> [Problem]: Update the material below by replacing every "point out" with "indicate", and reproduce all of it with everything else unchanged.

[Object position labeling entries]
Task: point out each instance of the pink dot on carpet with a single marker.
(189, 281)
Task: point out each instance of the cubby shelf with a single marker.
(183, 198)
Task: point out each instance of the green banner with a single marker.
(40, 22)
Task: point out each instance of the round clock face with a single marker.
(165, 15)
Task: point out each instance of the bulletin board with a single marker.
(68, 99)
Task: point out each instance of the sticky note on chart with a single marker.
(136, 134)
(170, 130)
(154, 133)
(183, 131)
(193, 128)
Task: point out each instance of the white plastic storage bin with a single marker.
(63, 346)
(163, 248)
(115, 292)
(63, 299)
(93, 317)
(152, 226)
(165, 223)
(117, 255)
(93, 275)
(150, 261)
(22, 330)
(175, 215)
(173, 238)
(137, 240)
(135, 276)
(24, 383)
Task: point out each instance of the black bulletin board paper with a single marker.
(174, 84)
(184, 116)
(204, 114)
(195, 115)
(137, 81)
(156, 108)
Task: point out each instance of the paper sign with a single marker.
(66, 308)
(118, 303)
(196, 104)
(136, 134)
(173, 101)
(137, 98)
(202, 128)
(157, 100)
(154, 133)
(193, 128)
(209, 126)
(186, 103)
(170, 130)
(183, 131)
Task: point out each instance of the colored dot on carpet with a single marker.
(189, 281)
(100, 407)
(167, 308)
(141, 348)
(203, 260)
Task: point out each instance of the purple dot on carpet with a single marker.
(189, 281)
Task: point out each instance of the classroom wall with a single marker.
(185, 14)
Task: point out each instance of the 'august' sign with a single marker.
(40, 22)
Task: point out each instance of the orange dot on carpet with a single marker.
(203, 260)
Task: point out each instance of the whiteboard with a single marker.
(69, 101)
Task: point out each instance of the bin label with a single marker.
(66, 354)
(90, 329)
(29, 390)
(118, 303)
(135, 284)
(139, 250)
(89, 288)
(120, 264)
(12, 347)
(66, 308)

> [Correct answer]:
Task: indicate each instance of the pink dot on carpet with a single marker.
(189, 281)
Task: indicate each instance of the cubby shelf with a single marker.
(183, 198)
Task: indicate each instance of the green banner with a single marker.
(40, 22)
Task: indicate each instance of the round clock face with a single marker.
(165, 15)
Task: indicate each instance of the bulletin board with a single marker.
(68, 99)
Task: indicate each instance of the sticky note on chart with a single marker.
(136, 134)
(170, 130)
(154, 133)
(183, 131)
(193, 128)
Task: indicate each instance of the white plastic storage bin with a single marker.
(63, 346)
(163, 248)
(115, 292)
(63, 299)
(93, 317)
(152, 226)
(165, 223)
(117, 255)
(93, 275)
(150, 261)
(22, 330)
(175, 215)
(173, 238)
(137, 240)
(135, 276)
(24, 383)
Task: indicate each instance of the black bulletin board paper with a single marker.
(174, 84)
(184, 116)
(204, 114)
(195, 115)
(137, 81)
(156, 108)
Task: indicate each instance of the paper sign with a single marker.
(66, 308)
(118, 303)
(196, 104)
(136, 134)
(173, 101)
(137, 98)
(202, 128)
(157, 100)
(154, 133)
(193, 128)
(209, 126)
(186, 103)
(170, 130)
(183, 131)
Task: indicate each instance of the colored dot on carpet with a single marker.
(189, 281)
(100, 407)
(167, 308)
(141, 348)
(203, 260)
Task: indicate each instance of the purple dot on carpet with a single marker.
(189, 281)
Task: indicate each instance of the classroom wall with a single marker.
(185, 14)
Task: indicate each instance of the 'august' sign with a single marker.
(40, 22)
Task: indicate each instance of the orange dot on carpet with a single marker.
(203, 260)
Task: indicate each instance of the whiteboard with a single marker.
(69, 101)
Task: indicate each instance of the bin label with a single marker.
(66, 354)
(90, 329)
(29, 390)
(118, 303)
(135, 284)
(139, 250)
(89, 288)
(120, 264)
(12, 347)
(66, 308)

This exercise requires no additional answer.